■ **DIRECTION**: Summarize the excerpt on civil contempt in three sentences.

■ **READING PASSAGE**:
⟨
A large body of case law holds that civil contempt must be proved by clear and convincing evidence, FTC v. Trudeau, 579 F.3d 754, 763 (7th Cir. 2009); Goluba v. School District of Ripon, supra, 45 F.3d at 1037; FTC v. Lane Labs-USA, Inc., 624 F.3d 575, 582 (3d Cir. 2010); Southern New England Tel. Co. v. Global NAPs Inc., 624 F.3d 123, 145 (2d Cir. 2010); Eagle Comtronics, Inc. v. Arrow Communication Laboratories, Inc., 305 F.3d 1303, 1314 (Fed. Cir. 2002); 11A Charles Alan Wright et al., Federal Practice and Procedure § 2960, p. 380 and n. 59 (2d ed. 1995) (and cases cited there), though it is in tension with the Supreme Court's insistence on a presumption in favor of the less onerous standard of preponderance of the evidence in federal civil cases. Grogan v. Garner, 498 U.S. 279, 286 (1991); Herman & MacLean v. Huddleston, 459 U.S. 375, 387-91 (1983); see Harrods Ltd. v. Sixty Internet Domain Names, 302 F.3d 214, 225-26 (4th Cir. 2002). The opinion in Herman & MacLean, holding that preponderance is the appropriate standard for securities fraud, notes, as instances in which the presumption is rebutted and the higher standard of clear and convincing evidence is imposed, proceedings to terminate parental rights, involuntary commitment proceedings, and deportation proceedings. 459 U.S. at 389. We have criticized the tendency of federal courts to impose the higher standard unless a statute makes it the standard, Doll v. Brown, 75 F.3d 1200, 1203-04 (7th Cir. 1996), and it is difficult to see why civil contempt should require a higher standard of proof than securities fraud; it has little in common with the examples given in Herman & MacLean of the exceptional cases governed by the higher standard. But we need not try to solve this puzzle in the present case.

What we can't glide over is the confusing overlap between sanctions for contempt on the one hand and sanctions, often indistinguishable from those for contempt, criminal or civil, that a judge can impose in the exercise either of the inherent judicial power that we mentioned earlier or under the authority granted by a rule or statute, such as Rules 11 and 37 of the civil rules or 28 U.S.C. § 1927, to punish misconduct by a lawyer or litigant. The judge can impose such sanctions summarily (though notice usually is required before imposition, to give the lawyer or litigant a chance to defend himself), at least if the sanction takes the form of a payment to the opposing party to compensate him for the consequences of the sanctionable misconduct; if the sanction is purely punitive, and severe, additional process may be required. Mackler Productions, Inc. v. Cohen, 146 F.3d 126, 129-30 (2d Cir. 1998); see Eisenberg v. University of New Mexico, 936 F.2d 1131, 1136-37 (10th Cir. 1991); Donaldson v. Clark, 819 F.2d 1551, 1559 n. 10 (11th Cir. 1987) (en banc). But there is no general requirement of proof by clear and convincing evidence.
⟩
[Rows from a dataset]
⟨
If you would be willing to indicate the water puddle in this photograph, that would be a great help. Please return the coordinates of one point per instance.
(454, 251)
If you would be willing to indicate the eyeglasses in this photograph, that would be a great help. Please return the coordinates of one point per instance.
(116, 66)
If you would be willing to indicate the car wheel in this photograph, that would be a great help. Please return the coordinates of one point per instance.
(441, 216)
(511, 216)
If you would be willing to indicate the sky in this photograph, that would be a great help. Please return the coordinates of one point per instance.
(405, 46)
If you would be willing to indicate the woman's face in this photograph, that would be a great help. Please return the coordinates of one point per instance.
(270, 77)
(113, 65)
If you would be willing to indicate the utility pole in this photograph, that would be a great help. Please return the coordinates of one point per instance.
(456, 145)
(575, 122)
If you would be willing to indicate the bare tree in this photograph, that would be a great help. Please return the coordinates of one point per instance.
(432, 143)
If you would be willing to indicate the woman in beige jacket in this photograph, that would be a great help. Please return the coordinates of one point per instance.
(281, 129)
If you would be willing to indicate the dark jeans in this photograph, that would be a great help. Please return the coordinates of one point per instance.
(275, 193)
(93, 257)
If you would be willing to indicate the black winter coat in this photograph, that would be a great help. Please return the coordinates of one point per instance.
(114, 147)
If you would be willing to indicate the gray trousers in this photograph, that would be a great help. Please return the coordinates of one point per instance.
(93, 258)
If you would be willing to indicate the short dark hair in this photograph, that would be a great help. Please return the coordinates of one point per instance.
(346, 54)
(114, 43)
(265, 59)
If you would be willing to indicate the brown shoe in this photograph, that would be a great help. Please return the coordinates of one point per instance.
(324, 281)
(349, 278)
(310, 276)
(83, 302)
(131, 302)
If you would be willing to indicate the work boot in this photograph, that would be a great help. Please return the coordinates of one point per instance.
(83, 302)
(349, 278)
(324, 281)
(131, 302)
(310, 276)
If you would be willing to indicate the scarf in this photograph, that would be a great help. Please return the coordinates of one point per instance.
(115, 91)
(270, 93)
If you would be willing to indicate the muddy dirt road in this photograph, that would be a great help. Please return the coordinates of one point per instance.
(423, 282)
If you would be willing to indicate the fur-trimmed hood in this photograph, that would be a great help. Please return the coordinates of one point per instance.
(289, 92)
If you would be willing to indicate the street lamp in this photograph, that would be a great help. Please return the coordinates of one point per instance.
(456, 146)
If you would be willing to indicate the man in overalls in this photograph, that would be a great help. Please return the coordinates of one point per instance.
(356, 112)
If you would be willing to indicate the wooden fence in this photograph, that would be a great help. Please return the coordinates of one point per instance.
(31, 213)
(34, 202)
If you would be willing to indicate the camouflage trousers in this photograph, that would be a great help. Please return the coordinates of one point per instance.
⟩
■ **COMPLETED TASK**: A large body of case law holds that civil contempt must be proved by clear and convincing evidence, though this is in tension with the Supreme Court's presumption in favor of the preponderance standard in federal civil cases. The court finds it difficult to see why civil contempt should require a higher standard of proof than securities fraud, but it says it need not solve that puzzle in this case. It also points to a confusing overlap between contempt sanctions and sanctions a judge can impose under inherent power or under a rule or statute, which can be imposed summarily, usually after notice, and carry no general requirement of proof by clear and convincing evidence.